• _Goal of the exercise_:
Extract every line of the listing below that contains the string "hose", treating uppercase and lowercase letters as different.

[start]

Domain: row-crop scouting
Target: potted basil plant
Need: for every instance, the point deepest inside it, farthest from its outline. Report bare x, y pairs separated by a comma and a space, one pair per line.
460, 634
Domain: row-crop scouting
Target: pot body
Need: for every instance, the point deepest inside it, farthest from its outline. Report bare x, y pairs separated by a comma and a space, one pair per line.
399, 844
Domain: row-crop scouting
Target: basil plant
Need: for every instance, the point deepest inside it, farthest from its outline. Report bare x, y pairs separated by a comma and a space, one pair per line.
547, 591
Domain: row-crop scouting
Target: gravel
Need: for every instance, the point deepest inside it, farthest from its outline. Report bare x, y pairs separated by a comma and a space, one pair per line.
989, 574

[end]
[start]

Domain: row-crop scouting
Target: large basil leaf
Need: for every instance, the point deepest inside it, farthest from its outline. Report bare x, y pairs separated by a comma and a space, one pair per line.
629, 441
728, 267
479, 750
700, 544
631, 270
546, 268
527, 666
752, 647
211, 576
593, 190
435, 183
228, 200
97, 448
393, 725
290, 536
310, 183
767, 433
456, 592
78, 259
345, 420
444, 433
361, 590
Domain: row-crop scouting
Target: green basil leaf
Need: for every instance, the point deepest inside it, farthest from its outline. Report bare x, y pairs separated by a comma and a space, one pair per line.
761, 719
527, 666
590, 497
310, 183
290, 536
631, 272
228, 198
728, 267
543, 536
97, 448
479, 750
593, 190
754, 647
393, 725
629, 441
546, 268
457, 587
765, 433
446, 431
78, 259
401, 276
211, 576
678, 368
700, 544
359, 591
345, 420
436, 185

[end]
[start]

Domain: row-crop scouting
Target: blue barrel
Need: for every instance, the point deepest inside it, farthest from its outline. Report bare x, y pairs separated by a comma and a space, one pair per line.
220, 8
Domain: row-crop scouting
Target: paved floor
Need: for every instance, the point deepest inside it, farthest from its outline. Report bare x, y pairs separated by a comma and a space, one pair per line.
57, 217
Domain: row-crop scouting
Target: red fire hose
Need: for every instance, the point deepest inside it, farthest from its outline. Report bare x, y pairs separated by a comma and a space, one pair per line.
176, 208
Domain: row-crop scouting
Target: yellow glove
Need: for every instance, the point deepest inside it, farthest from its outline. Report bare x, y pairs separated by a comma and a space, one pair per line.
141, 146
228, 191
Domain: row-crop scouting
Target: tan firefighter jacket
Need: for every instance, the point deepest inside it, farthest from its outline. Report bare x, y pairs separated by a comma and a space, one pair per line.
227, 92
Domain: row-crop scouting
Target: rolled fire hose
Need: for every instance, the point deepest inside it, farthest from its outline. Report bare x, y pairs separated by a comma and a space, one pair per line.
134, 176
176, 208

[end]

• _Solution for this problem_:
Target: red fire hose
Target: rolled fire hose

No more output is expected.